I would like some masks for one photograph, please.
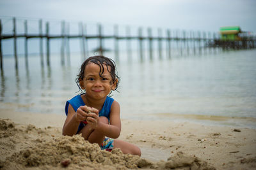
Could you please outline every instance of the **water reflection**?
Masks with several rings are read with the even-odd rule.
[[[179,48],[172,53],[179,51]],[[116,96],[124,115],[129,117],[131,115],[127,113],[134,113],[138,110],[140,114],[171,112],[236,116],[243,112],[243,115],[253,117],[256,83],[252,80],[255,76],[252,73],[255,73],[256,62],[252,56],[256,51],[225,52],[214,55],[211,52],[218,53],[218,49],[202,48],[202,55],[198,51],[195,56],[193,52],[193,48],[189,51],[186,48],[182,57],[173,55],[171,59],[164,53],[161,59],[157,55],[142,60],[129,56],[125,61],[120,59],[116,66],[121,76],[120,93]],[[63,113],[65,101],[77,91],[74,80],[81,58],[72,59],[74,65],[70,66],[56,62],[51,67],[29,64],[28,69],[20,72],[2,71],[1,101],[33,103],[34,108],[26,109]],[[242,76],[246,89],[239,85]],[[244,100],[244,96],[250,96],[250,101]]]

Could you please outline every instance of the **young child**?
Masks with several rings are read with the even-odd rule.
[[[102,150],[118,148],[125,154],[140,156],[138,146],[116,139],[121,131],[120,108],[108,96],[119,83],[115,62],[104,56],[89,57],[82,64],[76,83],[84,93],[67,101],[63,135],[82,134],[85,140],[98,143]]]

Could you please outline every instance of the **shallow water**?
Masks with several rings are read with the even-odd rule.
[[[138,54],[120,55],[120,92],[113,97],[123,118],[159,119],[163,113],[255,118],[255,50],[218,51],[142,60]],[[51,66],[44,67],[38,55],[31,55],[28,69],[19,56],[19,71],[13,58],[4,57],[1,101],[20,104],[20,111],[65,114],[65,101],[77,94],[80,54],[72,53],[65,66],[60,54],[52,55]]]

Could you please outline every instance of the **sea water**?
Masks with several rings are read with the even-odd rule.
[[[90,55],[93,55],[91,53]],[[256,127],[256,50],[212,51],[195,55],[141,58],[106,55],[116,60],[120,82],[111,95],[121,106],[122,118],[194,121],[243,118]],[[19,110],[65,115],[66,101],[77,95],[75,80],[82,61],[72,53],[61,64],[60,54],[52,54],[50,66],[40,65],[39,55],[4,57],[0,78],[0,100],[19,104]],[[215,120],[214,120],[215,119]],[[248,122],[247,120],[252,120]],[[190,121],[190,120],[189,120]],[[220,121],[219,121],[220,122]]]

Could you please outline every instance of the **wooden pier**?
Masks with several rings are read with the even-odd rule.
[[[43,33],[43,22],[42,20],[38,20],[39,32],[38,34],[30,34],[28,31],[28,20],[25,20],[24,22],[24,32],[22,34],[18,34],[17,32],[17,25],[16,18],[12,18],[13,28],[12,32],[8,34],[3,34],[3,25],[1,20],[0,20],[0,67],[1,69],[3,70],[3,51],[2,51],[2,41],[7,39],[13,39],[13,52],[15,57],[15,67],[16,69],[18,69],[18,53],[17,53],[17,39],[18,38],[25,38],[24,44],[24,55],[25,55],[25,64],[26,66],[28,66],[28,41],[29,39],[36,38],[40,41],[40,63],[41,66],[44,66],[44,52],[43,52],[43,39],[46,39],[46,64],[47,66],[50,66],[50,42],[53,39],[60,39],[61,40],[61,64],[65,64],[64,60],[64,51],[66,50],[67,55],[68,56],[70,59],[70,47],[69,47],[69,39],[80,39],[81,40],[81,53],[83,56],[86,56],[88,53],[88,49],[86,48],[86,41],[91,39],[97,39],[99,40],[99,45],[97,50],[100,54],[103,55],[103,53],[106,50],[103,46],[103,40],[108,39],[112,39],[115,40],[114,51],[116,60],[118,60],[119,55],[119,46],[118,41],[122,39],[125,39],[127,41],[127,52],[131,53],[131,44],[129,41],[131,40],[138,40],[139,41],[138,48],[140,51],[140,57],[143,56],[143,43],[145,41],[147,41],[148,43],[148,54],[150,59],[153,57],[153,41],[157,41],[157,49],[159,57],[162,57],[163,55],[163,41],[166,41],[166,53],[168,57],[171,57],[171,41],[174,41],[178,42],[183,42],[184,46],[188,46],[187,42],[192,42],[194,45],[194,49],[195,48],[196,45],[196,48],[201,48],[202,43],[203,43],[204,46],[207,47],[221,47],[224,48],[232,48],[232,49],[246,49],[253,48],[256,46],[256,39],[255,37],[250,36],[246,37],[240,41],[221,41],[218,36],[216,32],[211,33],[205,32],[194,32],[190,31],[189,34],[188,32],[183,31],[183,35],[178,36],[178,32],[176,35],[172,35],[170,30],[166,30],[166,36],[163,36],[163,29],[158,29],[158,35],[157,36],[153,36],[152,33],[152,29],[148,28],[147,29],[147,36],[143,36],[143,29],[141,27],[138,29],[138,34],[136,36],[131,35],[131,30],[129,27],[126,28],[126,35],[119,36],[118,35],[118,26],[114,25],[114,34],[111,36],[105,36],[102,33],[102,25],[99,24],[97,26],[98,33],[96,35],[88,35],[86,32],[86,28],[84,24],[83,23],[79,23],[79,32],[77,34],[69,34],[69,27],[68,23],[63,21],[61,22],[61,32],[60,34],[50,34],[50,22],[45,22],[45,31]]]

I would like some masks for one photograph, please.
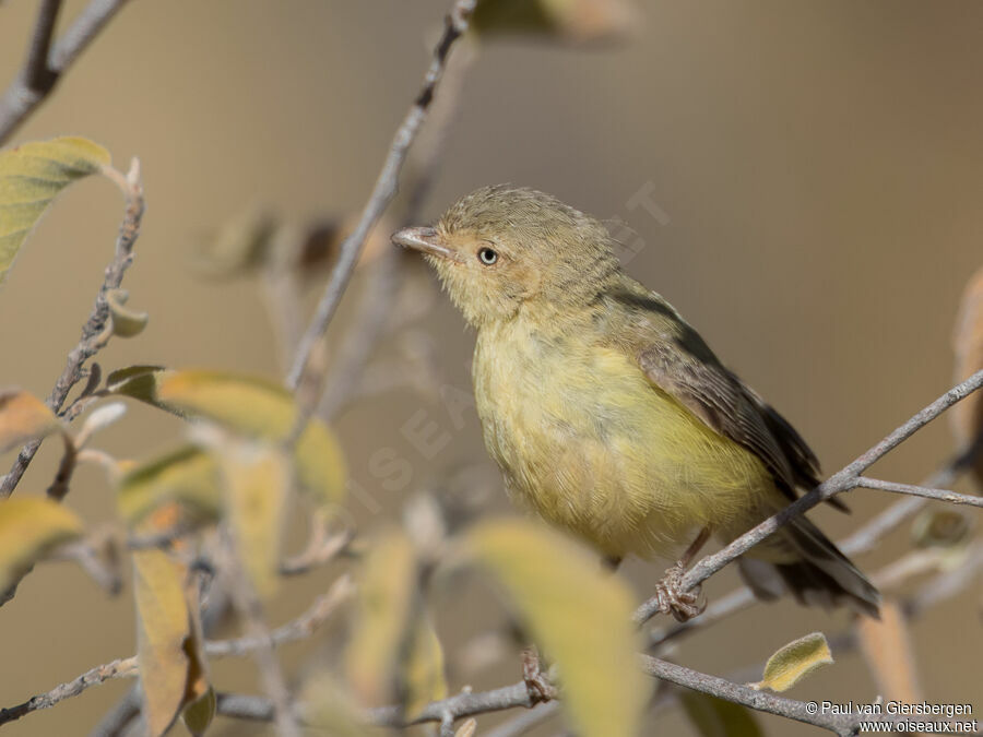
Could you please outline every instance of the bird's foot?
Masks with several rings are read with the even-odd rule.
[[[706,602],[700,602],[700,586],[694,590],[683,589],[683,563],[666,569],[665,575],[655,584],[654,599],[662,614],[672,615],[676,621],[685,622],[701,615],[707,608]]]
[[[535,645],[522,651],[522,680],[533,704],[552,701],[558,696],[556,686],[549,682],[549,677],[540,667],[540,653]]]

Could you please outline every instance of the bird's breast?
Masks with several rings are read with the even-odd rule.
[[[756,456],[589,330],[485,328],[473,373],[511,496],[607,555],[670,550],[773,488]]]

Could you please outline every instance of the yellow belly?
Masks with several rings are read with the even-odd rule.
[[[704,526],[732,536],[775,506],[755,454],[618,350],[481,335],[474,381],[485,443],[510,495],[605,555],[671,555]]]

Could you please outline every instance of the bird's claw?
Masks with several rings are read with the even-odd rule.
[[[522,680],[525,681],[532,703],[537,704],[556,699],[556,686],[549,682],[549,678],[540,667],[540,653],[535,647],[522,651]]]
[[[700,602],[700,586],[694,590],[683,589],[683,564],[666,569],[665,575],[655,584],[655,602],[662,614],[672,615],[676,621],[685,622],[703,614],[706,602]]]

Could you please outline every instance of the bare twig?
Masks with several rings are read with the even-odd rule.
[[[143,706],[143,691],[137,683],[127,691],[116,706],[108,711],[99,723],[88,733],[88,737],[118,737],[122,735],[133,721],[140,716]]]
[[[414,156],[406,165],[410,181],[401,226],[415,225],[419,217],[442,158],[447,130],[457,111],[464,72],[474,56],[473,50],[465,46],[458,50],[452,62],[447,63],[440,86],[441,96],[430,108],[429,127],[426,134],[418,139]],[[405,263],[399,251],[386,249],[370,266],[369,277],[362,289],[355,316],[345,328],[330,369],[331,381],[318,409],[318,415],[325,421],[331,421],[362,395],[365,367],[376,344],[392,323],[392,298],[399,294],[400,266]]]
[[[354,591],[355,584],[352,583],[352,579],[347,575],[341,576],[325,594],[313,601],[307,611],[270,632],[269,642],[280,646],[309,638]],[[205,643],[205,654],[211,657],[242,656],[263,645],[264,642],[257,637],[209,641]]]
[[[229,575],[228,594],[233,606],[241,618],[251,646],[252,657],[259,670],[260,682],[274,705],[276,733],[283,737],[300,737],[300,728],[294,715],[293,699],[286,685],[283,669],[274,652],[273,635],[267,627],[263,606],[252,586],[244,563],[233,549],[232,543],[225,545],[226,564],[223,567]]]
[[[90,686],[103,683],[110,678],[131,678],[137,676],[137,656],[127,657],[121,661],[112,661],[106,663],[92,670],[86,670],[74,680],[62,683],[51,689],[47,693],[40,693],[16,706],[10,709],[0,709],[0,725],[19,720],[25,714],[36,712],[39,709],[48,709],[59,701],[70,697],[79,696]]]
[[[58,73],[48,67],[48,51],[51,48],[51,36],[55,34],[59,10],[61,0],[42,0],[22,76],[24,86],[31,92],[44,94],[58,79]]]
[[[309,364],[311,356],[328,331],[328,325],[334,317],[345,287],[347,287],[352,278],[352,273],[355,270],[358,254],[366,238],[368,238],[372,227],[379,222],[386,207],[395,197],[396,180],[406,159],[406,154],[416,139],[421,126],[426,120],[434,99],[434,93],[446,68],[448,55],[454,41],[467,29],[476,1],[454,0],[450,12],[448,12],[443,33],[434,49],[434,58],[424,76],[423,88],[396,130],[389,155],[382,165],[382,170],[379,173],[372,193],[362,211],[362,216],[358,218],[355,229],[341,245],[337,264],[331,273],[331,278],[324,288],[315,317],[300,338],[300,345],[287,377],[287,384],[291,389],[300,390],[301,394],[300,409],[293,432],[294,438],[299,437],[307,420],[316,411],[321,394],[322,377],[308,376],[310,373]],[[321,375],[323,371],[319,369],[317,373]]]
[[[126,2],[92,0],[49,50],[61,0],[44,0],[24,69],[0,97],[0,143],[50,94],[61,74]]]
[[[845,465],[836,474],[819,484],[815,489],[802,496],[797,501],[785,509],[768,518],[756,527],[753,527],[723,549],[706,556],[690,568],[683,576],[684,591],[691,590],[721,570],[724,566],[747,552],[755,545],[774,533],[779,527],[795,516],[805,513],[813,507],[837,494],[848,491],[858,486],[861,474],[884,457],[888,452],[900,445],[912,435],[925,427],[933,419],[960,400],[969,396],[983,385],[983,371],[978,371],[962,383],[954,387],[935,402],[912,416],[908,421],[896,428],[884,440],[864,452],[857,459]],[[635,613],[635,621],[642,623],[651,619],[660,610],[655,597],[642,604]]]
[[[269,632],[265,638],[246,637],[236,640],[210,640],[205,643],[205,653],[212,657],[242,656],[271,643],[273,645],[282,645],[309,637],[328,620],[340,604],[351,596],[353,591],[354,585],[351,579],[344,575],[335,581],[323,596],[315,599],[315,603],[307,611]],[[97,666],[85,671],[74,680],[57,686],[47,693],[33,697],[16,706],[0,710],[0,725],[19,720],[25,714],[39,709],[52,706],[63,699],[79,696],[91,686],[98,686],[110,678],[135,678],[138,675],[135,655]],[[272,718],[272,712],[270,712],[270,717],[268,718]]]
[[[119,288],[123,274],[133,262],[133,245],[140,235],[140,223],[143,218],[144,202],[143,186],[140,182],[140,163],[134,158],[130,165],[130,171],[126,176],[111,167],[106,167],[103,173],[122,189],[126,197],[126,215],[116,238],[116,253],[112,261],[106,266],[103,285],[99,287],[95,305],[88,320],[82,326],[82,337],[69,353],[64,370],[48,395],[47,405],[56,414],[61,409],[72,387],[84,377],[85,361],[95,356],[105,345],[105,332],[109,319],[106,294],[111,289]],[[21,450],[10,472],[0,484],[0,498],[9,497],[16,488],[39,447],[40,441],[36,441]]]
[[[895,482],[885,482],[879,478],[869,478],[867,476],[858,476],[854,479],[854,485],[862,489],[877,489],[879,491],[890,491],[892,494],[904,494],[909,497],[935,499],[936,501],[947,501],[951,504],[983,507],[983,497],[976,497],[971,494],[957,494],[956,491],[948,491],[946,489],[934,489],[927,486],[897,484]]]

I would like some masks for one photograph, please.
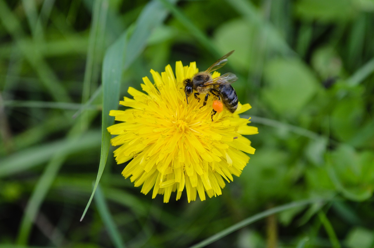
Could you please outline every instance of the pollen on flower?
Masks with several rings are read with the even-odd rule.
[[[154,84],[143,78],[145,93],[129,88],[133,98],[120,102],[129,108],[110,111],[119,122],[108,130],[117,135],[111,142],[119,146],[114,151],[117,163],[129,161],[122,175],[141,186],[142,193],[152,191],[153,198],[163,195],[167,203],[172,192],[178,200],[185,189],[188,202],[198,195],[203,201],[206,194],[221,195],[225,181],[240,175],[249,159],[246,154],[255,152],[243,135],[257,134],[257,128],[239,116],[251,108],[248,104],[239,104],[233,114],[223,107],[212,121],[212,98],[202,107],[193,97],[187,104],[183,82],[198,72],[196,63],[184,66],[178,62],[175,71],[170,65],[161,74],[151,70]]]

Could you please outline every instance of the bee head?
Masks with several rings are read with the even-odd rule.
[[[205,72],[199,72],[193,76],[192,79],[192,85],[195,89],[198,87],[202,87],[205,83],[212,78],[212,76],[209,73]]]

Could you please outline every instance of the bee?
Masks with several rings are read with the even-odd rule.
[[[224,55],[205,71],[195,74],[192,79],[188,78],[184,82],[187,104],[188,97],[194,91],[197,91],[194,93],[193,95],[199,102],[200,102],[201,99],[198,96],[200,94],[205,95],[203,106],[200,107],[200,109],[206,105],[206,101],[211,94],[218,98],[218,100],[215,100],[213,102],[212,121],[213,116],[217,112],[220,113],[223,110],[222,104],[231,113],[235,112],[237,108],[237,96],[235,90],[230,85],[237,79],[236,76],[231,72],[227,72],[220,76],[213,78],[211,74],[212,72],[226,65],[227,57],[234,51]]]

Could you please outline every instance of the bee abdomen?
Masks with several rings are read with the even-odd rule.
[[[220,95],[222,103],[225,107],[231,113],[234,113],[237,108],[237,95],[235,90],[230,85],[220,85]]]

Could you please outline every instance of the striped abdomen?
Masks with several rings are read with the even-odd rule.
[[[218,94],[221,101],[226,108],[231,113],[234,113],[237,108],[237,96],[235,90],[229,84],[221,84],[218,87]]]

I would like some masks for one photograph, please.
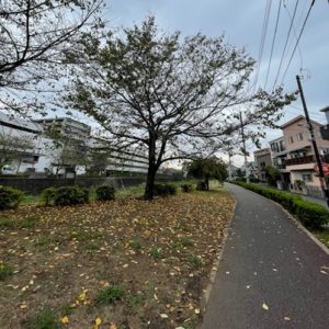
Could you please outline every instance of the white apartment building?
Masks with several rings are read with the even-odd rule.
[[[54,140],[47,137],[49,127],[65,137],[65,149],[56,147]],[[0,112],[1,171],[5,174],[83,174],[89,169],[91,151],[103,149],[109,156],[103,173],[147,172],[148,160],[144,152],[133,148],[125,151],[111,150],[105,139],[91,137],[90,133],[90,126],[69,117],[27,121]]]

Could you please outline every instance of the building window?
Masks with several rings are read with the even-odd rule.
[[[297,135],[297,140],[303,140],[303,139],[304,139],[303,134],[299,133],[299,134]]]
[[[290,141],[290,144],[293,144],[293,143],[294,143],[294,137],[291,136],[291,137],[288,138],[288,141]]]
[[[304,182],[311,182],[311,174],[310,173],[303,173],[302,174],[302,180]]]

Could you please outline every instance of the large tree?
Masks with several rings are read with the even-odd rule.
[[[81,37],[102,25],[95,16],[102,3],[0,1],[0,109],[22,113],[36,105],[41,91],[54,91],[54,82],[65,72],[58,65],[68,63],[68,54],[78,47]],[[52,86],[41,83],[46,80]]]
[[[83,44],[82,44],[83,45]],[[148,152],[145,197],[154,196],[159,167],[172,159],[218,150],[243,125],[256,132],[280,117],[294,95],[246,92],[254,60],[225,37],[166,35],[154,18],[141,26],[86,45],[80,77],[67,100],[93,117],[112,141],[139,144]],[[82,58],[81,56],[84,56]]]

= = = =

- PROBLEM
Beginning at the line that contains "Could you please outline every instance of the large" and ending with the last of the entries, write out every line again, requests included, with each polygon vertex coordinate in the answers reduced by 34.

- REPLY
Could you please outline every instance of the large tree?
Masks with several rings are read with the even-odd rule.
[[[47,3],[68,-9],[61,-18],[68,-31],[-34,-33],[-34,75],[-12,79],[2,71],[7,57],[20,57],[20,48],[31,38],[24,31],[34,29],[34,20],[44,13]],[[18,52],[7,49],[12,46]]]
[[[49,10],[48,10],[49,11]],[[114,118],[111,163],[120,162],[125,133],[138,125],[184,116],[209,91],[222,98],[246,83],[260,61],[212,58],[220,26],[191,3],[132,1],[120,-16],[107,-8],[52,11],[46,43],[33,66],[59,83],[78,107],[105,110]],[[48,24],[47,22],[50,22]]]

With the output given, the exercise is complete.